Thursday, March 7, 2013

Meteorologists do models


Have you ever heard these phrases when first telling someone that you’re a meteorologist?

"You have the only job in the world where you get paid to be wrong!"
"I consider myself to be an amateur meteorologist!"
 and my personal favorite...
"Oh neat, space fascinates me too!"

While meteorologists likely find these statements humorous, it turns out that behind all of these remarks is a common truth; a poor forecast has impacted everyone at least once. Growing up, I had the same viewpoint about meteorologists and weather forecasting.  This was largely due to the promise of school closures due to snow that never materialized.  Unfortunately, it usually takes only one wrong forecast for people to question their faith in weather forecasting.

So why is it so hard to give an accurate forecast?  The answer is really quite complex, so I’ll try to tackle one part of the broader scope of weather forecasting that I’m familiar with: numerical weather forecast modeling.

What is a numerical weather forecast model?

Meteorology is essentially the study of the physics of the atmosphere.  Using basic scientific concepts such as Newton's Law of Motion and the Laws of Thermodynamics, the physics behind how the atmosphere works can be represented through a series of equations.  If you sprinkle in some fluid dynamics and mathematical methods such as time stepping, you can derive a set of equations that can tell you how the current state of the atmosphere will change into the future.

Examples of equations used to represent atmospheric
physics (after many approximations)



So what is the problem you ask?  Good question!  Let's break down several factors of numerical weather forecast modeling that can lead to an inaccurate forecast.

I. Input data and assimilation
    Your weather forecast is only as good as the data you put into it and how you actually get this information into the model.  As with many things in life, the phrase "you are what you eat" is as true as ever in weather modeling.  One of the statements I made above is that our equations "can tell you how the current state of the atmosphere will change in the future."  The key word here is "current state”.  In order for our weather model equations to tell us anything useful about the future, we need to first have a good understanding of what the weather is doing right now.  To accomplish this, we need to gather as many atmospheric observations as possible.  In the U.S., we have one of the largest networks of observations available on the planet that can be used as input data to the forecast model.  This network includes (but is not limited to) measurements at the surface, from satellites, weather balloons , radar, aircraft, and even GPS measurements (used for moisture).  Many of these measurements are available globally as well.

> [Source records]:
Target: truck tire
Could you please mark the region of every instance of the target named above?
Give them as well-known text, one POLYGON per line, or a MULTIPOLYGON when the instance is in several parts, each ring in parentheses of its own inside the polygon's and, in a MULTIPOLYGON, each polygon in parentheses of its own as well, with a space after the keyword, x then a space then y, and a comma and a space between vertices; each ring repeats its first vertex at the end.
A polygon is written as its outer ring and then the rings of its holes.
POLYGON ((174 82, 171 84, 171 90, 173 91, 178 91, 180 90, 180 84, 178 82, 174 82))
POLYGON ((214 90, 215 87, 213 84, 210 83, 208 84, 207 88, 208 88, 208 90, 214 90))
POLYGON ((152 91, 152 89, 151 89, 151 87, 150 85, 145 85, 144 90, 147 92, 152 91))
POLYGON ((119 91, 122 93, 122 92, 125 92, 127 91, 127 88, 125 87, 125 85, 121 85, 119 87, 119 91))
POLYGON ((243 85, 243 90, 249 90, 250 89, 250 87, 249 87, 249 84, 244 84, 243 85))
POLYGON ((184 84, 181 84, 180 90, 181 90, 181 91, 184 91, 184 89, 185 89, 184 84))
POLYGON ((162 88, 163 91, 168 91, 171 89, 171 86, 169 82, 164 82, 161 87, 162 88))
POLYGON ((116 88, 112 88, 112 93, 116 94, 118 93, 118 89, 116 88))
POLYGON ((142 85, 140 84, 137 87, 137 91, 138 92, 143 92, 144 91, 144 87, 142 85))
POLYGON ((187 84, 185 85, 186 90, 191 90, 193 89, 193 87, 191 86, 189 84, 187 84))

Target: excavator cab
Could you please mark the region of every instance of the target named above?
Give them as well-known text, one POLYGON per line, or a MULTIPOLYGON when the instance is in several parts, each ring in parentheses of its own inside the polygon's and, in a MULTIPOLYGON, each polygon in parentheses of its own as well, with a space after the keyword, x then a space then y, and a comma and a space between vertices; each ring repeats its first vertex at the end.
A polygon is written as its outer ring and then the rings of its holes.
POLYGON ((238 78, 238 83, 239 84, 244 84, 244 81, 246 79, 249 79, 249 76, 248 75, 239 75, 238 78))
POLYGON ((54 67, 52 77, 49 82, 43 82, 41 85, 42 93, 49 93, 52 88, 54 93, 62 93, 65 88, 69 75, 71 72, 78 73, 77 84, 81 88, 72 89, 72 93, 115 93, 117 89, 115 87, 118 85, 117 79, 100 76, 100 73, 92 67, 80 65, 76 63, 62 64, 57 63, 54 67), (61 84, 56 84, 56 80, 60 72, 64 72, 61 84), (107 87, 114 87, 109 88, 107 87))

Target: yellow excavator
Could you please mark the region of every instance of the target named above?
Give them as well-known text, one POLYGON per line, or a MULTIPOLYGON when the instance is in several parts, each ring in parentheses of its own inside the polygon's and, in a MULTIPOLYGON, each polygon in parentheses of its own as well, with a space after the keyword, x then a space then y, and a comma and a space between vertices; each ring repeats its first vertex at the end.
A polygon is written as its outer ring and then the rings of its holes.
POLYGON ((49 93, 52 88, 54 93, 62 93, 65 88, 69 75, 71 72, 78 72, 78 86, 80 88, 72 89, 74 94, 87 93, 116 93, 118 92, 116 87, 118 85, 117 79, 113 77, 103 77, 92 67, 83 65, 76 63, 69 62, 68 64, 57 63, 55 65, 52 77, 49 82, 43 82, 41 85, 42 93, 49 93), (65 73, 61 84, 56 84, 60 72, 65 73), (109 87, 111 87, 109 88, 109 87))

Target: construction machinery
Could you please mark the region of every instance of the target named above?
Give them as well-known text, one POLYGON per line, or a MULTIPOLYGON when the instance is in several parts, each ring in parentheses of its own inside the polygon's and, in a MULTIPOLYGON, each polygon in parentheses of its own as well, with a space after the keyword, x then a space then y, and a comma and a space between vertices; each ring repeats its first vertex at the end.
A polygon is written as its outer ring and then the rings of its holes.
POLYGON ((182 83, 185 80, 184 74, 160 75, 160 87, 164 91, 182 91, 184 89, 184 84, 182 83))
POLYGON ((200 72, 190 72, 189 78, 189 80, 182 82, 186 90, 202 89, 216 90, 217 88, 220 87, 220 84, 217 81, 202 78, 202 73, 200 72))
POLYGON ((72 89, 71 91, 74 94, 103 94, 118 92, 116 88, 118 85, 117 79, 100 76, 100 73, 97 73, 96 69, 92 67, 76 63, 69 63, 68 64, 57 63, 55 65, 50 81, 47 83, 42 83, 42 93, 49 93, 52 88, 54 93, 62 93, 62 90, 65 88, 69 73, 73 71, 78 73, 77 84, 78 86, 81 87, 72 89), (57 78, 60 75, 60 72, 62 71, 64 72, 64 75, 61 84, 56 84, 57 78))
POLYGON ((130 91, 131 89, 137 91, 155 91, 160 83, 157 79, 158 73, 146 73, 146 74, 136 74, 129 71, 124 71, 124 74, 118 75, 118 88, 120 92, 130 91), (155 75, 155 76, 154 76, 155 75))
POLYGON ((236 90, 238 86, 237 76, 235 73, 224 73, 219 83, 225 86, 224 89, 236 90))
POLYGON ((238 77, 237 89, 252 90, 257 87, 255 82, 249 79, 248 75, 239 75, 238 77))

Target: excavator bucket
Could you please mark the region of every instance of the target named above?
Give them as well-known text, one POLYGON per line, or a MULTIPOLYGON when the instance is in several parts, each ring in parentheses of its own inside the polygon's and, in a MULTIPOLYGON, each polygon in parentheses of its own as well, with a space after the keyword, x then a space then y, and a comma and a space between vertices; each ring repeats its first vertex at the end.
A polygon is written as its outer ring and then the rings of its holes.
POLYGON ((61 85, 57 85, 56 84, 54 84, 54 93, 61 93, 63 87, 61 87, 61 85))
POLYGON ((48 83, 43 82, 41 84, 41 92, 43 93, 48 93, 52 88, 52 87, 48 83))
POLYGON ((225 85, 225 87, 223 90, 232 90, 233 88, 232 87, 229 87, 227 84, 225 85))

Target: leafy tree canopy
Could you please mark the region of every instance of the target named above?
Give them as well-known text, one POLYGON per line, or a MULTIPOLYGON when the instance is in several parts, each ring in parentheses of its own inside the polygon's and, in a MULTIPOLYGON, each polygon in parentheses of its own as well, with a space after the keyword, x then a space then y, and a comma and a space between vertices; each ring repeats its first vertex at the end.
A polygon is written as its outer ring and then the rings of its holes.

> [Problems to work on]:
1. Do these statements agree with the post on weather forecast models? Answer yes or no for each, and quote the deciding words of the text. (a) The writer's view of meteorologists while growing up came largely from promised snow-day school closures that never happened. (b) The text says GPS measurements in the U.S. observation network are used for wind. (c) The text describes meteorology as essentially the study of the chemistry of the atmosphere.
2. Lay out the entries as a JSON list of strings, one string per line and blank lines left out, from the first line of the entries up to and including the line with "POLYGON ((187 84, 185".

> [Solutions to the problems]:
1.
(a) Yes: "This was largely due to the promise of school closures due to snow that never materialized."
(b) No: "and even GPS measurements (used for moisture)"
(c) No: "Meteorology is essentially the study of the physics of the atmosphere."

2.
[
  "Target: truck tire",
  "Could you please mark the region of every instance of the target named above?",
  "Give them as well-known text, one POLYGON per line, or a MULTIPOLYGON when the instance is in several parts, each ring in parentheses of its own inside the polygon's and, in a MULTIPOLYGON, each polygon in parentheses of its own as well, with a space after the keyword, x then a space then y, and a comma and a space between vertices; each ring repeats its first vertex at the end.",
  "A polygon is written as its outer ring and then the rings of its holes.",
  "POLYGON ((174 82, 171 84, 171 90, 173 91, 178 91, 180 90, 180 84, 178 82, 174 82))",
  "POLYGON ((214 90, 215 87, 213 84, 210 83, 208 84, 207 88, 208 88, 208 90, 214 90))",
  "POLYGON ((152 91, 152 89, 151 89, 151 87, 150 85, 145 85, 144 90, 147 92, 152 91))",
  "POLYGON ((119 91, 122 93, 122 92, 125 92, 127 91, 127 88, 125 87, 125 85, 121 85, 119 87, 119 91))",
  "POLYGON ((243 85, 243 90, 249 90, 250 89, 250 87, 249 87, 249 84, 244 84, 243 85))",
  "POLYGON ((184 84, 181 84, 180 90, 181 90, 181 91, 184 91, 184 89, 185 89, 184 84))",
  "POLYGON ((162 88, 163 91, 168 91, 171 89, 171 86, 169 82, 164 82, 161 87, 162 88))",
  "POLYGON ((116 88, 112 88, 112 93, 116 94, 118 93, 118 89, 116 88))",
  "POLYGON ((142 85, 140 84, 137 87, 137 91, 138 92, 143 92, 144 91, 144 87, 142 85))",
  "POLYGON ((187 84, 185 85, 186 90, 191 90, 193 89, 193 87, 191 86, 189 84, 187 84))"
]